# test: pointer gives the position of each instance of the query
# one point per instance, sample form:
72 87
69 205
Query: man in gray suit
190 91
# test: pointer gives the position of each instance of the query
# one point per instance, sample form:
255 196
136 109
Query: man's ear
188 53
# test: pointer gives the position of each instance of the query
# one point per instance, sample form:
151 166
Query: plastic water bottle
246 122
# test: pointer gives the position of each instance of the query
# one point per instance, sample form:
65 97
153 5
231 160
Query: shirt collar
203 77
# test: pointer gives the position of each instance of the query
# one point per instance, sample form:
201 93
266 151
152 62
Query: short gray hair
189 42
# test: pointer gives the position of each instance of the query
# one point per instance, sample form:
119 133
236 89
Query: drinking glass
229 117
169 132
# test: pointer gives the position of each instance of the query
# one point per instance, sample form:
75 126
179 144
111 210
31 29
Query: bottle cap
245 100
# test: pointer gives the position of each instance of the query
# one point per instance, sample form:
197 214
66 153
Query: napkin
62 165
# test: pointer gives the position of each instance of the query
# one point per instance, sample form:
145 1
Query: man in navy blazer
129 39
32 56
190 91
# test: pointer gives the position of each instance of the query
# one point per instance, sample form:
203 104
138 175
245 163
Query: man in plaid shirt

• _Exercise_: Return all of the data exactly as it reads.

• _Problem solution_:
# test: pointer gives the position of each instance of the query
# one point per instance, sample form:
72 87
69 205
Query: man in gray suit
190 91
# test: pointer gives the position of each instance of the query
# one point per instance, sample form:
255 196
136 109
Query: man's ear
188 53
# test: pointer gives the position of each instance of the query
# one point per instance, sample form:
151 166
Query: plastic water bottle
246 122
# test: pointer gives the position of each instance of the query
# one point per instance, sample form:
65 97
153 5
231 160
Query: shirt collar
203 77
# test: pointer gives the position of each instance of the query
# one point per instance, sample form:
201 93
266 151
152 62
Query: short gray hair
189 42
# test: pointer gives the position of each instance of the query
# one point per instance, sample form:
119 133
236 89
Query: drinking glass
229 117
169 132
# test: pointer gives the position of each instance of the query
# one point per instance, sample form:
75 126
179 144
111 210
31 29
Query: bottle cap
245 100
# test: pointer gives the position of each instance of the query
# one point per instance, sample form:
197 214
66 153
Query: napkin
62 165
# test: pointer gives the position of each instance of the query
# one point per instance, sample form:
145 1
Query: man in navy blazer
129 39
32 56
190 91
# test: pointer gives the position of each instance of the query
# one point per instance, sample form:
203 104
138 175
245 163
Query: man in plaid shirt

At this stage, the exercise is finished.